RECORDS FOR THE EXERCISE below:

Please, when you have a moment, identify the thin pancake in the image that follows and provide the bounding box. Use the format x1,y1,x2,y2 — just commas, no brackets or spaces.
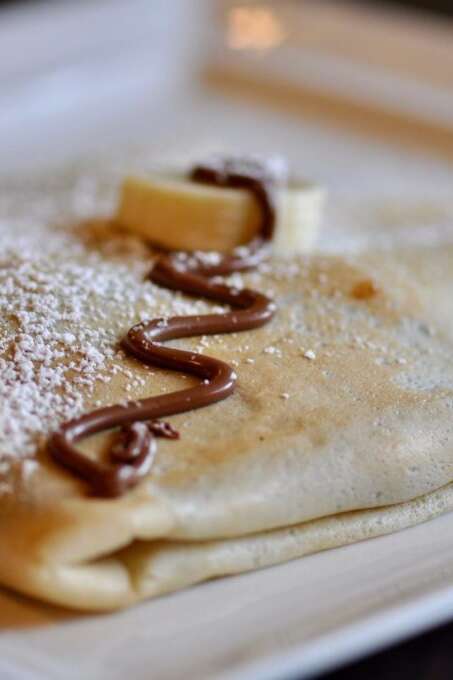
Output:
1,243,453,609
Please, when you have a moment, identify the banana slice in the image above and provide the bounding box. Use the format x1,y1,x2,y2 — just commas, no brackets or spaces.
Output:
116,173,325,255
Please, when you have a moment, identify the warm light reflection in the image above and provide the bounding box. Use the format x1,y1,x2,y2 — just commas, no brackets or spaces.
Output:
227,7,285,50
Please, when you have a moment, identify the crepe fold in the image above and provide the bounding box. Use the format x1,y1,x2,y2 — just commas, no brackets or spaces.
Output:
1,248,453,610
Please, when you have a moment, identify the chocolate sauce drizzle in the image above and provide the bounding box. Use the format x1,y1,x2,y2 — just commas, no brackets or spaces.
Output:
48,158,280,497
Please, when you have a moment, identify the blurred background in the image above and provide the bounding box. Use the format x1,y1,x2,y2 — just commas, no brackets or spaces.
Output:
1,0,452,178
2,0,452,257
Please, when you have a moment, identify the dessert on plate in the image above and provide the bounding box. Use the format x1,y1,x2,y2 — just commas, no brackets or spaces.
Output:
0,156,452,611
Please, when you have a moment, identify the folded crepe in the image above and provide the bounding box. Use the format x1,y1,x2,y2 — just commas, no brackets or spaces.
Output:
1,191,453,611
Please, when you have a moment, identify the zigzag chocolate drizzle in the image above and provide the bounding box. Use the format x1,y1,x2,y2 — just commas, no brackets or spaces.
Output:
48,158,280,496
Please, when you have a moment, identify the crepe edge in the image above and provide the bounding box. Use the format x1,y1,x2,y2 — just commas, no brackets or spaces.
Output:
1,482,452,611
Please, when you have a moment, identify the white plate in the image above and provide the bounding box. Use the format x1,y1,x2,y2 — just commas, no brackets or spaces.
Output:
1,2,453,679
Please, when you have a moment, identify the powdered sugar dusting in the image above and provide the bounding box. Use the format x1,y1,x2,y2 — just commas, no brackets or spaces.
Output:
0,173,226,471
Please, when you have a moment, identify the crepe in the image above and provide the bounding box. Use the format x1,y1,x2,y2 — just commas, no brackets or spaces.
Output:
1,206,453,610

End of RECORDS FOR THE EXERCISE.
RECORDS FOR THE EXERCISE below:

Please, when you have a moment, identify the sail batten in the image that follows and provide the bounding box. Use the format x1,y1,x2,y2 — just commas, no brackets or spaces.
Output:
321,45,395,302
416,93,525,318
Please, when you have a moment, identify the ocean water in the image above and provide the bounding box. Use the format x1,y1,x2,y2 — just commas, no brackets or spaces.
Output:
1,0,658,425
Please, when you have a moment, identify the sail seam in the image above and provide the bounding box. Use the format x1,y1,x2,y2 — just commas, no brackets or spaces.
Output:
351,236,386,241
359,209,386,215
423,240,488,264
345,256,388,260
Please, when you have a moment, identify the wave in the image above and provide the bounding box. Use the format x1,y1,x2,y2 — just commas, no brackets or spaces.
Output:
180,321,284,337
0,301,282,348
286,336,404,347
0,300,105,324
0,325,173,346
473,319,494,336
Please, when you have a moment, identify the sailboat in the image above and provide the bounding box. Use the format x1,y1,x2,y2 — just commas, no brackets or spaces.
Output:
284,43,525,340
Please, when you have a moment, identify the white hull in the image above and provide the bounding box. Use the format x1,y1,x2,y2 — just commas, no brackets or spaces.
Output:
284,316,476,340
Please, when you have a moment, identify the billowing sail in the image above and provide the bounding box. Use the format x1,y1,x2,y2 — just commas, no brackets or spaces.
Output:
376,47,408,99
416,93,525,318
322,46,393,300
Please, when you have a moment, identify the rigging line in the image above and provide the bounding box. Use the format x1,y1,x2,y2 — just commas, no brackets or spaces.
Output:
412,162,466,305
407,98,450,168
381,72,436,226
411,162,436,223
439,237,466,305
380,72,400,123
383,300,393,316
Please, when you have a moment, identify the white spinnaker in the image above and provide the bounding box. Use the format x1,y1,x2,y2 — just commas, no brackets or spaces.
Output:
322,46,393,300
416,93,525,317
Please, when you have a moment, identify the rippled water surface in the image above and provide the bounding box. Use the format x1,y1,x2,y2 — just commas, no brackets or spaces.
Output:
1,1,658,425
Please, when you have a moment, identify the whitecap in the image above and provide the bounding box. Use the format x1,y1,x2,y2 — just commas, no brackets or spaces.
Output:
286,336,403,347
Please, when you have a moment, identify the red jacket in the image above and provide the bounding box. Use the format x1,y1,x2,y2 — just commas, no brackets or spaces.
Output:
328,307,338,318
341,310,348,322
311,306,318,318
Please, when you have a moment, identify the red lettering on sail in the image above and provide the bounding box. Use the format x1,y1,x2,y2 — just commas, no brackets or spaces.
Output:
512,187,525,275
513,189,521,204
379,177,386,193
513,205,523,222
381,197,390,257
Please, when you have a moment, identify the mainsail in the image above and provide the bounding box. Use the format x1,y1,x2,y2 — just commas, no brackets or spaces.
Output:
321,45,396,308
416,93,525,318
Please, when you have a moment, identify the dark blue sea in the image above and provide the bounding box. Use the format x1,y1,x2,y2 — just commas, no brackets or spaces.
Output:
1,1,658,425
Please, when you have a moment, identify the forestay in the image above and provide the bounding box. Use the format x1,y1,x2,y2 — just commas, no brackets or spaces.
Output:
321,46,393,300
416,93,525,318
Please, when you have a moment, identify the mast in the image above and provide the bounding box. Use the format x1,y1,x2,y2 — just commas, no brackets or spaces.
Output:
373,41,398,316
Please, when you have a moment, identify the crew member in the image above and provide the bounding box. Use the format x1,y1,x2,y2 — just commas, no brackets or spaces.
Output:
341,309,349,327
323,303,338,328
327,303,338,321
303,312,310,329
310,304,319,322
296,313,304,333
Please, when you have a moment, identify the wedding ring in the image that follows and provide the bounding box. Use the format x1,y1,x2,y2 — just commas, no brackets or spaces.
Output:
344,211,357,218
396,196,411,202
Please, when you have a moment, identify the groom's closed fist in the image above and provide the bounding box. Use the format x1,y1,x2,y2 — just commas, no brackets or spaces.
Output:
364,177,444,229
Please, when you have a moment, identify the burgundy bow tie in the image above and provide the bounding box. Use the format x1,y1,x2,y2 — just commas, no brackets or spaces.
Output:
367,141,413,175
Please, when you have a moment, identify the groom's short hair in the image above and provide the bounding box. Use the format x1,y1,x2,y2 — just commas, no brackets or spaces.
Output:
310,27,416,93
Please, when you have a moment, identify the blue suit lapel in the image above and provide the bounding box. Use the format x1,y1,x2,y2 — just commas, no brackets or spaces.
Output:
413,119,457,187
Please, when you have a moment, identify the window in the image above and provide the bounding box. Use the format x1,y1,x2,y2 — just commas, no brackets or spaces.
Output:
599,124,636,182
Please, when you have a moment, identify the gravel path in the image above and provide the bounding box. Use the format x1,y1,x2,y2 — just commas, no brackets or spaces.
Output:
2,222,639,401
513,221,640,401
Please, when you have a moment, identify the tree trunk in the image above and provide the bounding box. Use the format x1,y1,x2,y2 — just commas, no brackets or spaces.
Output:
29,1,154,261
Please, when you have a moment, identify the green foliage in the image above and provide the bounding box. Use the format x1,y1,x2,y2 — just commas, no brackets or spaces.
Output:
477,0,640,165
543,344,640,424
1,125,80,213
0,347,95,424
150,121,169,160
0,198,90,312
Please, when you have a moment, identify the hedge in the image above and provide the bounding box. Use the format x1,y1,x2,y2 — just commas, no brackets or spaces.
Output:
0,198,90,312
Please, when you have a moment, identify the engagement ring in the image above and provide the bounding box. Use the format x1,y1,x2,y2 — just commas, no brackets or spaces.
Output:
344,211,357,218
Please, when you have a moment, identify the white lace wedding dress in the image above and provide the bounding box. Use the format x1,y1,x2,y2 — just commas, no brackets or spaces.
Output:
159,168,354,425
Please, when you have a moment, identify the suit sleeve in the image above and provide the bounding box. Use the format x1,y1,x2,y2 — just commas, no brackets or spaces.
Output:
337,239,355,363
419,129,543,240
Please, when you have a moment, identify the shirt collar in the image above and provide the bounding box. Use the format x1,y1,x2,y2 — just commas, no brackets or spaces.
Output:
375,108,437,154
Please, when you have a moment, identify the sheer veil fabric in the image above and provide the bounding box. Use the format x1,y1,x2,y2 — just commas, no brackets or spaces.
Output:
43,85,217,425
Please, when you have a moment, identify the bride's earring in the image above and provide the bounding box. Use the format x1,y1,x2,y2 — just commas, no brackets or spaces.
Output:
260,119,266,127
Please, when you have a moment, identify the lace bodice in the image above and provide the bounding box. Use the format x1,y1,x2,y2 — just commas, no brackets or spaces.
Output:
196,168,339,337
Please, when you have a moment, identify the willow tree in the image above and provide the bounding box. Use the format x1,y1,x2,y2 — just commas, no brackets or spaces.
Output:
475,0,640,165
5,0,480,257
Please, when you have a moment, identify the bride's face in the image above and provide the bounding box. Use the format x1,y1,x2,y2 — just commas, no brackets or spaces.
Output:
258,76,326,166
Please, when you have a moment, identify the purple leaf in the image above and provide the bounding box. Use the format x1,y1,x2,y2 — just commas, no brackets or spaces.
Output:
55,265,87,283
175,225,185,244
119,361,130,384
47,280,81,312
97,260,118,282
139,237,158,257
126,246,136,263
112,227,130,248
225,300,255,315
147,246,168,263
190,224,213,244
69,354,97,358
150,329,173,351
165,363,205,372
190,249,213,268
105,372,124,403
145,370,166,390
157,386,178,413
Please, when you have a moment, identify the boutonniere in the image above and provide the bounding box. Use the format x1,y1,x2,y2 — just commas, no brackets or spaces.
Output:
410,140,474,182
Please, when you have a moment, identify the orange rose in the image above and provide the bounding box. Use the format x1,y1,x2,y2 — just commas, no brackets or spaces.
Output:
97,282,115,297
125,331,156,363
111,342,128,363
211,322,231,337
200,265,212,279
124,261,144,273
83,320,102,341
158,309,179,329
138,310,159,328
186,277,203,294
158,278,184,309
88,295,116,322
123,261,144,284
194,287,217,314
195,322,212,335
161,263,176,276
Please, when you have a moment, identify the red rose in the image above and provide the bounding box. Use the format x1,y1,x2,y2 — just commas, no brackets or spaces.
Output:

End of RECORDS FOR THE EXERCISE.

▶ WHAT THE EXERCISE ASKS
Total the lines of the data that include the word "water", and give that total as the sole response.

▶ EXPECTED ANSWER
2